*What to work on:*
Pictures do not belong in the copy; restate the records below word for word.

▼

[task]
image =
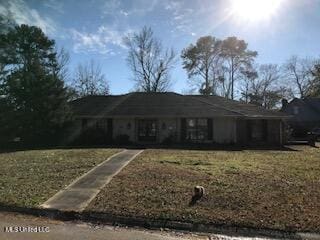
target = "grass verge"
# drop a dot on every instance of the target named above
(260, 189)
(29, 178)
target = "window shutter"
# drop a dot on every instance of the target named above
(183, 129)
(109, 128)
(210, 128)
(249, 130)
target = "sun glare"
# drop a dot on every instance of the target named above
(255, 10)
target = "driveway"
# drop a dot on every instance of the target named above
(83, 190)
(58, 230)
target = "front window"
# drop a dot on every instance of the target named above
(197, 129)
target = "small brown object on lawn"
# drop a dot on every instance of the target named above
(198, 193)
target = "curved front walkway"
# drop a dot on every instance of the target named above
(83, 190)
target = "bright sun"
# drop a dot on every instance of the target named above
(255, 10)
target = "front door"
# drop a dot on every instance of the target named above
(147, 130)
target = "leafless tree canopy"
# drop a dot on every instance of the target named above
(298, 72)
(262, 86)
(201, 62)
(149, 62)
(89, 80)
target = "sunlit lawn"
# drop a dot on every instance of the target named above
(261, 189)
(28, 178)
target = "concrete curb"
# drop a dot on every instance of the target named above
(104, 218)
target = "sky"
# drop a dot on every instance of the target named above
(94, 29)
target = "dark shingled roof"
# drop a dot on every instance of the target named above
(309, 109)
(166, 105)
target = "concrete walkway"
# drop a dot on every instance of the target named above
(83, 190)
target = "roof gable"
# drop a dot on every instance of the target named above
(167, 105)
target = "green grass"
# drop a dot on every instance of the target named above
(252, 188)
(29, 178)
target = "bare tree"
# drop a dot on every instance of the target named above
(201, 63)
(298, 71)
(149, 62)
(236, 57)
(89, 80)
(262, 86)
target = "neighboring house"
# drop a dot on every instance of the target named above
(305, 115)
(171, 117)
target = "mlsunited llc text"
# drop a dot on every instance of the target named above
(26, 229)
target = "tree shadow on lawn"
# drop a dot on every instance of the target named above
(211, 147)
(202, 147)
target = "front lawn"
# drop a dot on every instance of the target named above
(252, 188)
(29, 178)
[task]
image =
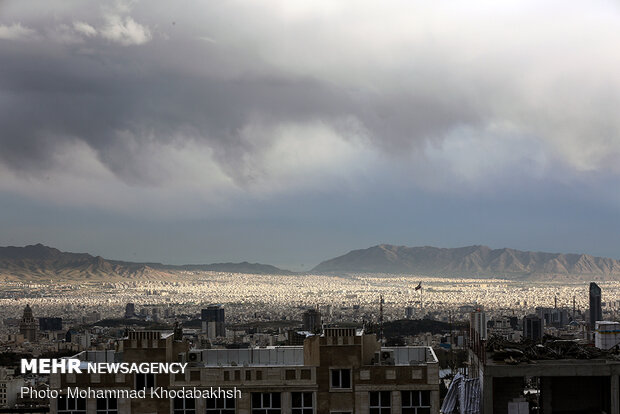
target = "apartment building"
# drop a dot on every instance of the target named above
(339, 371)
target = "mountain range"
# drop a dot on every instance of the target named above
(468, 261)
(42, 262)
(39, 262)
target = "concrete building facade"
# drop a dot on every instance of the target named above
(340, 371)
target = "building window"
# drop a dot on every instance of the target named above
(266, 403)
(341, 378)
(145, 381)
(71, 405)
(107, 406)
(416, 402)
(380, 402)
(220, 406)
(184, 406)
(301, 403)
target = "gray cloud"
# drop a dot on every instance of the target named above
(222, 99)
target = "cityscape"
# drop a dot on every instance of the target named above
(456, 324)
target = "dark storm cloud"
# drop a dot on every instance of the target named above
(246, 89)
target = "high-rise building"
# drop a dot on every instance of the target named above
(214, 318)
(28, 325)
(312, 320)
(478, 325)
(130, 310)
(50, 324)
(533, 328)
(596, 311)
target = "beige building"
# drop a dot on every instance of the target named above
(340, 371)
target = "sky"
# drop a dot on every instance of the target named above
(289, 132)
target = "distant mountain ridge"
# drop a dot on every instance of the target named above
(467, 261)
(42, 262)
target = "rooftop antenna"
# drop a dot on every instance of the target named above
(381, 318)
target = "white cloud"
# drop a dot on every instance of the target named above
(125, 30)
(85, 29)
(16, 31)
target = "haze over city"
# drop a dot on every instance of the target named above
(290, 132)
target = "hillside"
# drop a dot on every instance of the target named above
(468, 261)
(39, 262)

▲

*Correct result:*
[task]
image =
target = "grass verge"
# drop a dot on every instance of the target named above
(260, 189)
(29, 178)
target = "window shutter"
# drop a dot on every instance of the target named above
(183, 129)
(109, 128)
(210, 128)
(249, 130)
target = "sun glare"
# drop a dot on every instance of the target named above
(255, 10)
target = "driveway"
# drop a dot on every instance of the target named above
(83, 190)
(58, 230)
target = "front window"
# drop a dot on every instance of the target named above
(197, 129)
target = "small brown object on lawn"
# drop a dot on every instance of the target named above
(198, 193)
target = "curved front walkway"
# drop a dot on every instance of the target named above
(83, 190)
target = "bright sun"
# drop a dot on every instance of the target named above
(255, 10)
target = "front door"
# drop a dot on every instance of the target named above
(147, 130)
target = "leafless tree canopy"
# drop a dot on every instance of the target named above
(298, 72)
(262, 86)
(201, 62)
(149, 62)
(89, 80)
target = "sunlit lawn"
# drop a dot on every instance of the target named above
(261, 189)
(28, 178)
target = "concrete curb"
# drop a dot on every instance of the target named above
(104, 218)
target = "sky"
# drop a dot on every instance of the target named above
(94, 29)
target = "dark shingled roof"
# drop a dot on every instance of the target named above
(309, 109)
(166, 105)
target = "concrete walkway"
# drop a dot on every instance of the target named above
(83, 190)
target = "roof gable"
# drop a dot on every instance of the target named above
(167, 105)
target = "green grass"
# drop a dot on every instance of the target named above
(252, 188)
(29, 178)
target = "bare tree"
# drop a dot on every instance of the target named above
(201, 63)
(298, 71)
(149, 62)
(236, 57)
(89, 80)
(262, 86)
target = "neighboring house"
# drop a dot on every instance of the target named above
(305, 115)
(171, 117)
target = "mlsunited llc text"
# drop a dot on every instance of the target named above
(26, 229)
target = "tree shadow on lawn"
# drop a dot on every instance of the target named above
(211, 147)
(202, 147)
target = "front lawn"
# drop a dot on every instance of the target named above
(252, 188)
(29, 178)
[task]
image =
target = "apartment building"
# drop a dot on every instance of the target named above
(339, 371)
target = "mountain range"
# drop a dot on every instance of the target named above
(468, 261)
(42, 262)
(39, 262)
target = "concrete building facade"
# drop a dot on every instance of the target named above
(340, 371)
target = "building window"
# drop a dot on every instance of the target named above
(266, 403)
(341, 378)
(145, 381)
(71, 405)
(107, 406)
(416, 402)
(380, 402)
(220, 406)
(184, 406)
(301, 403)
target = "gray cloud"
# drop a dot on every instance of the target named above
(222, 99)
target = "cityscape"
# drop a dot on every instance of the target named above
(456, 324)
target = "dark storm cloud"
# drop a dot on every instance of the target named above
(246, 89)
target = "high-rise building"
# drop a dot on every instance of the target named above
(214, 318)
(28, 325)
(312, 320)
(478, 325)
(130, 310)
(50, 324)
(533, 328)
(596, 311)
target = "beige building"
# drop a dot on every instance of the target named above
(340, 371)
target = "sky"
# drop a dot on every instance of the target named above
(289, 132)
target = "distant mountain ridge"
# drop a dot on every instance of the target named above
(467, 261)
(42, 262)
target = "rooftop antenna"
# drop a dot on every instance of the target named above
(381, 318)
target = "white cloud"
# drop a dot on every instance of the target named above
(125, 30)
(85, 29)
(16, 31)
target = "haze over city"
# drop a dot on every instance of the target named above
(290, 132)
target = "hillside"
# drop a dot on every instance of the target named above
(468, 261)
(39, 262)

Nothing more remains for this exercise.